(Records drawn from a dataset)
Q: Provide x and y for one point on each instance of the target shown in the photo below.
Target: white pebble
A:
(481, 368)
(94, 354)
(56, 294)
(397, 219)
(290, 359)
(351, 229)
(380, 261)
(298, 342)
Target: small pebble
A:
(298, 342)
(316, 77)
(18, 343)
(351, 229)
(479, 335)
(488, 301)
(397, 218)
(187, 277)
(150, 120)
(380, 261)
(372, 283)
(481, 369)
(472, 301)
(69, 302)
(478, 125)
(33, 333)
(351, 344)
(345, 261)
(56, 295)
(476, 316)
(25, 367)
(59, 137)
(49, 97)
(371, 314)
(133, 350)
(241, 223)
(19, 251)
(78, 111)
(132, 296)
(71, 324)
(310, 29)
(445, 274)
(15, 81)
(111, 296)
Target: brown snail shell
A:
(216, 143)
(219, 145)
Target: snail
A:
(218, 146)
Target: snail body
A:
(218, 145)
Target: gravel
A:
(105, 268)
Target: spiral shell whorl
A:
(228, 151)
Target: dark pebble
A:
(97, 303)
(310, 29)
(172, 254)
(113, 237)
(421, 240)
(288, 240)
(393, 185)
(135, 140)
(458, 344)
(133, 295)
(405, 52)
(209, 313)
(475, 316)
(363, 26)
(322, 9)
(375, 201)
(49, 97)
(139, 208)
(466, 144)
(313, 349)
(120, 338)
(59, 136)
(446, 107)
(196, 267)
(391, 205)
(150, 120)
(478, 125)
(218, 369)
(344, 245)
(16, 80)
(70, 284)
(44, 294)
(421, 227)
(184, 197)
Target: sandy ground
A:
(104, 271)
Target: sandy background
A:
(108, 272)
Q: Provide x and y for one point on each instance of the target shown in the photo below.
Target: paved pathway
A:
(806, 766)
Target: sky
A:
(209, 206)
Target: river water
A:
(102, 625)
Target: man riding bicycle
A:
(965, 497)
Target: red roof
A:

**Work item**
Repeat, word for word, all of the data shown above.

**The answer**
Q: Provide x and y for one point on each instance of the target shown in the photo below.
Target: white pebble
A:
(481, 368)
(94, 354)
(56, 294)
(397, 219)
(290, 359)
(351, 229)
(380, 261)
(298, 342)
Target: small pebble
A:
(298, 342)
(316, 77)
(18, 343)
(351, 229)
(479, 335)
(488, 301)
(397, 218)
(187, 277)
(150, 120)
(380, 261)
(372, 283)
(481, 369)
(472, 301)
(69, 302)
(478, 125)
(33, 333)
(351, 344)
(345, 261)
(56, 295)
(476, 316)
(25, 367)
(59, 137)
(49, 97)
(371, 314)
(133, 350)
(241, 223)
(19, 251)
(78, 111)
(132, 296)
(71, 324)
(310, 29)
(445, 274)
(15, 81)
(111, 296)
Target: brown snail shell
A:
(216, 143)
(219, 145)
Target: snail
A:
(218, 146)
Target: snail body
A:
(218, 145)
Target: gravel
A:
(105, 268)
Target: spiral shell whorl
A:
(228, 151)
Target: dark pebble
A:
(97, 303)
(310, 29)
(172, 254)
(113, 237)
(421, 240)
(288, 240)
(393, 185)
(135, 140)
(458, 344)
(133, 295)
(405, 52)
(209, 313)
(475, 316)
(363, 26)
(322, 9)
(375, 201)
(49, 97)
(139, 208)
(466, 144)
(313, 349)
(120, 338)
(59, 136)
(446, 107)
(196, 267)
(391, 205)
(150, 120)
(478, 125)
(218, 369)
(344, 245)
(16, 80)
(70, 284)
(44, 294)
(421, 227)
(184, 197)
Target: sandy ground
A:
(104, 271)
Target: sandy background
A:
(108, 272)
Q: Provide x and y for one point on each instance of the target shown in the photo below.
Target: paved pathway
A:
(806, 766)
Target: sky
A:
(209, 206)
Target: river water
A:
(102, 625)
Target: man riding bicycle
A:
(965, 497)
Target: red roof
A:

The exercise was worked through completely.